◆ **Task to carry out**
Arrange the lines from the first one through the line containing "[(447, 759)]" as a Markdown table with the columns No. and Line, giving each line a row number and leaving out blank lines.

(Dataset entries)

·····

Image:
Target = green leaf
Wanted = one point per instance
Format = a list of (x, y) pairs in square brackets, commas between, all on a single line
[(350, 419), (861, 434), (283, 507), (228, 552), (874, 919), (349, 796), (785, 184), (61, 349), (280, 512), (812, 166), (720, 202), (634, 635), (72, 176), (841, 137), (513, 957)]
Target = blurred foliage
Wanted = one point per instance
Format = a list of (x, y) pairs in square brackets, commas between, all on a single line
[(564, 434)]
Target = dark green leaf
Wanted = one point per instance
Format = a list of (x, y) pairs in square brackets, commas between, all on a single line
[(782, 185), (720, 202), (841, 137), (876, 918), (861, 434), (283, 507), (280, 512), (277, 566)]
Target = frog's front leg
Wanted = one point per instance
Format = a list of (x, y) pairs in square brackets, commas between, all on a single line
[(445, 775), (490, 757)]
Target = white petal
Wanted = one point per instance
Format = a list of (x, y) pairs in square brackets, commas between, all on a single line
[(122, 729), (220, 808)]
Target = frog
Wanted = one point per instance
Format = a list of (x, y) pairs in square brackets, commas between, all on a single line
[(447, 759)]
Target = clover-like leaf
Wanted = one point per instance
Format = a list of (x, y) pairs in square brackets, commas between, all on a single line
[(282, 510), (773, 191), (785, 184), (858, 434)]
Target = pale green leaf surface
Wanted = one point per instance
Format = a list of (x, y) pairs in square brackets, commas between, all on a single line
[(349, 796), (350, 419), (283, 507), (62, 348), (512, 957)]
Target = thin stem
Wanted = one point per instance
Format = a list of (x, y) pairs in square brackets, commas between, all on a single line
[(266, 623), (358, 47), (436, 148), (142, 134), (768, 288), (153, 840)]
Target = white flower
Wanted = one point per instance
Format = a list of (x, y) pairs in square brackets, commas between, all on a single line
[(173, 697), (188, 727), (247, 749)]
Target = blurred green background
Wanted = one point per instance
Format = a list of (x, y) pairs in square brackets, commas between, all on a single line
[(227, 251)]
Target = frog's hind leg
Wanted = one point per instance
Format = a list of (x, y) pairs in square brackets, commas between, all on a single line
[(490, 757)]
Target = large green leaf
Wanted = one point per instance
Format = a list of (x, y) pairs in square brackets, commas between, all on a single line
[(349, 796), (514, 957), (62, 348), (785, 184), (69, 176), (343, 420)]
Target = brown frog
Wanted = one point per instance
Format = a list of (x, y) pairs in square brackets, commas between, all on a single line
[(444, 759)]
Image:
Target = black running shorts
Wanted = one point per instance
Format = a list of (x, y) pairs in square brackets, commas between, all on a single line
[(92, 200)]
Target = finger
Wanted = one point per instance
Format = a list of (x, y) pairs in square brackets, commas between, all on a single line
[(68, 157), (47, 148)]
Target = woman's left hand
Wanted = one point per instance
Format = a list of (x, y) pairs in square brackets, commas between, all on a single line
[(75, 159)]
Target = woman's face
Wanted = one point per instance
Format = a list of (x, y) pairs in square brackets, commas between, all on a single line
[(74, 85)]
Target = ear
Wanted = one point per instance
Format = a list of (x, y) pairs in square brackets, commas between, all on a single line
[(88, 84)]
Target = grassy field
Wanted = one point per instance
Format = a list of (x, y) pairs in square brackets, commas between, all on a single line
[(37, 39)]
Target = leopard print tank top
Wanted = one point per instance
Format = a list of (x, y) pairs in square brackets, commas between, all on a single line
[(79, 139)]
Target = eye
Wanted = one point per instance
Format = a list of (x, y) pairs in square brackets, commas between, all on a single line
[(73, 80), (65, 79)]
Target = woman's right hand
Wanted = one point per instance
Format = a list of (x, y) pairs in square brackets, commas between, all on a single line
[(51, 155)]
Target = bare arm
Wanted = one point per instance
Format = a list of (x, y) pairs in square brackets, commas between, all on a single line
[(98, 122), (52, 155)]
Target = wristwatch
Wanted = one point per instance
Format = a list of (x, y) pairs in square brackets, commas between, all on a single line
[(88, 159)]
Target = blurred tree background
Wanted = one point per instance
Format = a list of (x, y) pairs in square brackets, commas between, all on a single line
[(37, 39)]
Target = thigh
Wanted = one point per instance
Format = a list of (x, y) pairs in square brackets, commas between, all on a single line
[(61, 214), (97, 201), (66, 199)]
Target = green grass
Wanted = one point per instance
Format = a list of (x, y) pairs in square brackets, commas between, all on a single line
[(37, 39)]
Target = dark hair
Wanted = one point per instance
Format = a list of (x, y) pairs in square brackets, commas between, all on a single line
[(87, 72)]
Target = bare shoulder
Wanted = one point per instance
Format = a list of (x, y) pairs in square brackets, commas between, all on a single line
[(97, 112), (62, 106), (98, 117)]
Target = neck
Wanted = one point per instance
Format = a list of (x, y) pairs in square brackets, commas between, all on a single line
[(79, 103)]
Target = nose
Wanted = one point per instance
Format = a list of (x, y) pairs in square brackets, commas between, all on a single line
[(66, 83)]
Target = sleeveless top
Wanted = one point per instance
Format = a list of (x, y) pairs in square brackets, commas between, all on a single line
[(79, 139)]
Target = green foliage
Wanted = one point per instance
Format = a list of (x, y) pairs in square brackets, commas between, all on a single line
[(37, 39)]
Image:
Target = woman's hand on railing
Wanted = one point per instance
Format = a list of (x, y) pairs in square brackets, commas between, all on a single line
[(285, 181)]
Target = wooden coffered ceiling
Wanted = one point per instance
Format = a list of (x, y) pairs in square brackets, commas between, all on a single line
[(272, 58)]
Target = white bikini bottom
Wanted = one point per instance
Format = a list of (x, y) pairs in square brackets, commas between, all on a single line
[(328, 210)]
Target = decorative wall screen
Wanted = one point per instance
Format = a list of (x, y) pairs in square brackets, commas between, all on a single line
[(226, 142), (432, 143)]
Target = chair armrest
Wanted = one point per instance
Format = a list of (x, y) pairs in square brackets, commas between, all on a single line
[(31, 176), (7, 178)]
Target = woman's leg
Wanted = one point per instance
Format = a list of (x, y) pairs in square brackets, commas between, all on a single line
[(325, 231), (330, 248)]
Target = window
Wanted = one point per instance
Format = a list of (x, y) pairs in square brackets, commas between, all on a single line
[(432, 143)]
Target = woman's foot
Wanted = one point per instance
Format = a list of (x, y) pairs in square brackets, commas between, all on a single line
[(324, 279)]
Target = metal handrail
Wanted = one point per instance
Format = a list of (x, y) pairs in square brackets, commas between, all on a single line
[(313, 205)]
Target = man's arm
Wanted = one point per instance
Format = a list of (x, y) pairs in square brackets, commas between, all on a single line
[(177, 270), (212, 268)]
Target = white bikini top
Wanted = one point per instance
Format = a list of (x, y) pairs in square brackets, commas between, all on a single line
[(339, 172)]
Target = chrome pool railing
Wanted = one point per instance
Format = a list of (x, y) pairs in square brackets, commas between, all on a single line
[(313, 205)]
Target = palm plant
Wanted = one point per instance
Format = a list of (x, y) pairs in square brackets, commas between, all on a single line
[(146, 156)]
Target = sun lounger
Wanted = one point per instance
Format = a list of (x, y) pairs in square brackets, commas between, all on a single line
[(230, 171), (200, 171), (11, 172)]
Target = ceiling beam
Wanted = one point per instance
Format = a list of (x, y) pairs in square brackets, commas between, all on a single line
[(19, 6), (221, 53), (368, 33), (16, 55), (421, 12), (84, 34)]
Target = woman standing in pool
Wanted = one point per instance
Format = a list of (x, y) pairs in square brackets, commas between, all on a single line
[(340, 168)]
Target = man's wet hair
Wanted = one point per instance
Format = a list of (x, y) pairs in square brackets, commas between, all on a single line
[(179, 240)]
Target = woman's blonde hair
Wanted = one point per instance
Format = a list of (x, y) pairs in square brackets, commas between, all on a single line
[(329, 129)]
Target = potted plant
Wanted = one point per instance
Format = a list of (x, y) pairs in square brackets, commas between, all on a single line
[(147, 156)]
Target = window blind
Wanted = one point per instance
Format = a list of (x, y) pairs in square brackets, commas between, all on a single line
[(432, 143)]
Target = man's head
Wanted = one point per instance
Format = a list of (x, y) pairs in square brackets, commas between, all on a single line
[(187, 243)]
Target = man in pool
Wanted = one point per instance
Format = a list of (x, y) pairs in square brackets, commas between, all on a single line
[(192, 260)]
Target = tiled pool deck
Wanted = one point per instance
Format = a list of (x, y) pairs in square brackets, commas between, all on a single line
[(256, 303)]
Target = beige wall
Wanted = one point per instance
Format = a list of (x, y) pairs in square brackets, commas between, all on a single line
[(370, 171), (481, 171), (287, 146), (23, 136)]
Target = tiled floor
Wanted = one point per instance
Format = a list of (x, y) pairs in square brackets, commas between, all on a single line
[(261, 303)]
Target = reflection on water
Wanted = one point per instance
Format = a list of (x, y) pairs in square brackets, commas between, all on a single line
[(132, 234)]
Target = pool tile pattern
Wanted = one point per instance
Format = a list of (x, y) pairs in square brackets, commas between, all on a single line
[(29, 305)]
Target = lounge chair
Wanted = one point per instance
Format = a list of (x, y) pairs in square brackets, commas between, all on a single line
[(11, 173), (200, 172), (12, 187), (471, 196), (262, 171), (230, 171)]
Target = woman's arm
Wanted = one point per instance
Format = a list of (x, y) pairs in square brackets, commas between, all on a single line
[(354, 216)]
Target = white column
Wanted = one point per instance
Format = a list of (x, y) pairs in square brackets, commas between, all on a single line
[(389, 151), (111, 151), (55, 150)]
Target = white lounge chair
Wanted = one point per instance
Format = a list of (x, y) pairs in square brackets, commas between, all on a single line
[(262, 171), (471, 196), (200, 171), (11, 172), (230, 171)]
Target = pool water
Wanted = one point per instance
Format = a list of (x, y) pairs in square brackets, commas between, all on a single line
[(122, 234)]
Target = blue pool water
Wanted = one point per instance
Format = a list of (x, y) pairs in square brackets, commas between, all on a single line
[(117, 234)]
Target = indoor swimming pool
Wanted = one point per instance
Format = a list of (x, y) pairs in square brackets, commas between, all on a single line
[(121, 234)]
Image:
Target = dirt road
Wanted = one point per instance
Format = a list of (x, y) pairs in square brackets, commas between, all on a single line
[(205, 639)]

·····

◆ **Response for this exercise**
| No. | Line |
|---|---|
| 1 | Image: |
| 2 | Target = green leaf |
| 3 | Wanted = one point per instance |
| 4 | Format = a list of (x, y) pairs in square brackets, commas between, all on a single line |
| 5 | [(350, 419), (861, 434), (283, 507), (228, 552), (874, 919), (349, 796), (785, 184), (61, 349), (280, 512), (812, 166), (720, 202), (634, 635), (72, 176), (841, 137), (513, 957)] |
| 6 | Target = blurred foliage |
| 7 | Wanted = one point per instance |
| 8 | Format = a list of (x, y) pairs in square brackets, commas between, all on a single line |
| 9 | [(564, 434)] |
| 10 | Target = dark green leaf |
| 11 | Wanted = one point per instance |
| 12 | Format = a list of (x, y) pairs in square brackets, commas between, all on a single line |
| 13 | [(782, 185), (720, 202), (841, 137), (876, 918), (861, 434), (283, 507), (280, 512), (277, 566)] |
| 14 | Target = frog's front leg |
| 15 | Wanted = one point per instance |
| 16 | Format = a list of (x, y) pairs in square brackets, commas between, all on a single line |
| 17 | [(445, 775), (490, 757)] |
| 18 | Target = white petal |
| 19 | Wanted = one point per instance |
| 20 | Format = a list of (x, y) pairs in square brackets, commas between, all on a single line |
| 21 | [(122, 729), (220, 808)] |
| 22 | Target = frog |
| 23 | Wanted = one point per instance |
| 24 | Format = a list of (x, y) pairs in square brackets, commas between, all on a single line |
| 25 | [(447, 759)] |